*Supplied information:*
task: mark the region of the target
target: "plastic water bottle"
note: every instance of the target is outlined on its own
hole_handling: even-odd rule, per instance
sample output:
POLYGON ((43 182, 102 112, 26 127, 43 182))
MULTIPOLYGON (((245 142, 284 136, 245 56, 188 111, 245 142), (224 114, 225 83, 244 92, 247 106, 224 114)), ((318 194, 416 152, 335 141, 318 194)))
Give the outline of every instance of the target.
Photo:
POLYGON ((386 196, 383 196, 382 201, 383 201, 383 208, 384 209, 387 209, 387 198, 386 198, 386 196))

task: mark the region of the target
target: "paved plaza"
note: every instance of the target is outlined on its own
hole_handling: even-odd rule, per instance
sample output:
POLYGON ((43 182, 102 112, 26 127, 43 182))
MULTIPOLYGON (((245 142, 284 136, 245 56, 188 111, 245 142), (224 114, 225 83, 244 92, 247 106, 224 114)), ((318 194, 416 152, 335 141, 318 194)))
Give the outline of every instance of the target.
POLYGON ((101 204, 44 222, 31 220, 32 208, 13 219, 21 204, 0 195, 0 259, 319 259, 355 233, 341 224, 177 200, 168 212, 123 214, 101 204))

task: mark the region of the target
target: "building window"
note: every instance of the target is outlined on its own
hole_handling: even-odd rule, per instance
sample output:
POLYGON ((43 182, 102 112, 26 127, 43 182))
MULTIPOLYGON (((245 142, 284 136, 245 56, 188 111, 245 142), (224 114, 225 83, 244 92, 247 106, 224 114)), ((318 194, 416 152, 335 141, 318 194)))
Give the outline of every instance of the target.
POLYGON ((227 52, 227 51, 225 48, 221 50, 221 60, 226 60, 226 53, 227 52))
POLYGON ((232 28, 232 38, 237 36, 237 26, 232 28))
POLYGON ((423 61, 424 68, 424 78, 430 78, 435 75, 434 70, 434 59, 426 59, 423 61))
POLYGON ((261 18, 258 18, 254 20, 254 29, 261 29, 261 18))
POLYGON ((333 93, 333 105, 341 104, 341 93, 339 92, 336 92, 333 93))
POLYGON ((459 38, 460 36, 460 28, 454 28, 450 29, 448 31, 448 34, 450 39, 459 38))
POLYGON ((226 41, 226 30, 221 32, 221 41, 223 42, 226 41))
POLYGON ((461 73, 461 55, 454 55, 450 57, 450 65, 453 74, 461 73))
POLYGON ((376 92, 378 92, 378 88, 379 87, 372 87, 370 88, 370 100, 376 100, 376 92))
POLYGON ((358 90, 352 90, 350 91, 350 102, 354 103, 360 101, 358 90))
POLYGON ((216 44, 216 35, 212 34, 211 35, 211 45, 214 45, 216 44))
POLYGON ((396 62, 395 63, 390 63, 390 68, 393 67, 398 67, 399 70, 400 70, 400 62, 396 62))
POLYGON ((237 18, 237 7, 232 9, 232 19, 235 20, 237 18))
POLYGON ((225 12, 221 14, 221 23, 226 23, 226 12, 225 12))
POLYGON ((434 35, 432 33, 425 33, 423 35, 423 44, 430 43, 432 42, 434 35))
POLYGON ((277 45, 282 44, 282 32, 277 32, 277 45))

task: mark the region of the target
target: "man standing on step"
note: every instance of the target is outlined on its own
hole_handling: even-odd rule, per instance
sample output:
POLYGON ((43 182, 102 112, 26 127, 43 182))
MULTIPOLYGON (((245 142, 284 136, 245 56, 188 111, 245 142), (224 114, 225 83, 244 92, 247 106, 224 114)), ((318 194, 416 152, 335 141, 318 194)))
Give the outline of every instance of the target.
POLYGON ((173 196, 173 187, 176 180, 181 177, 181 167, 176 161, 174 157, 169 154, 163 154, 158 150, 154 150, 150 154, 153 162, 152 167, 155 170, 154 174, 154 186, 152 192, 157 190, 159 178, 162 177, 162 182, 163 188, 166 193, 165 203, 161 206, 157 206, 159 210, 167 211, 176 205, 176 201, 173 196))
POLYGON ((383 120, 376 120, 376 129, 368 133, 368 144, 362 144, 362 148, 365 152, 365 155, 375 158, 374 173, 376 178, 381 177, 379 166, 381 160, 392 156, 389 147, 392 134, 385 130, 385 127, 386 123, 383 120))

*What is being asked:*
Reproduce everything from the start of the data down to and including the line containing "POLYGON ((101 204, 44", requests included, shifting every coordinate in the answer outlines by 38. The sample outputs keep their original numbers.

*Task result:*
task: mark the region of the target
target: "plastic water bottle"
note: every instance of the target is outlined on its own
hole_handling: even-odd rule, per instance
sample output:
POLYGON ((43 182, 102 112, 26 127, 43 182))
MULTIPOLYGON (((245 142, 284 136, 245 56, 188 111, 245 142), (224 114, 225 83, 244 92, 247 106, 224 114)), ((318 194, 416 152, 335 141, 318 194)))
Give the outline of every instance of the target.
Photo:
POLYGON ((424 234, 421 234, 420 239, 421 239, 421 246, 422 247, 425 247, 425 236, 424 236, 424 234))

task: mark the region of the target
target: "paved plaza"
note: every instance of the target is outlined on its own
hole_handling: even-odd rule, per instance
sample output:
POLYGON ((43 182, 102 112, 26 127, 43 182))
MULTIPOLYGON (((245 142, 284 136, 245 56, 188 111, 245 142), (224 114, 225 83, 244 92, 247 106, 224 114)), ((318 194, 416 152, 335 141, 318 194)))
Give the outline of every instance of the target.
POLYGON ((139 242, 82 260, 69 258, 70 246, 51 257, 59 242, 38 233, 38 297, 357 297, 393 271, 379 262, 215 238, 206 250, 161 252, 139 242))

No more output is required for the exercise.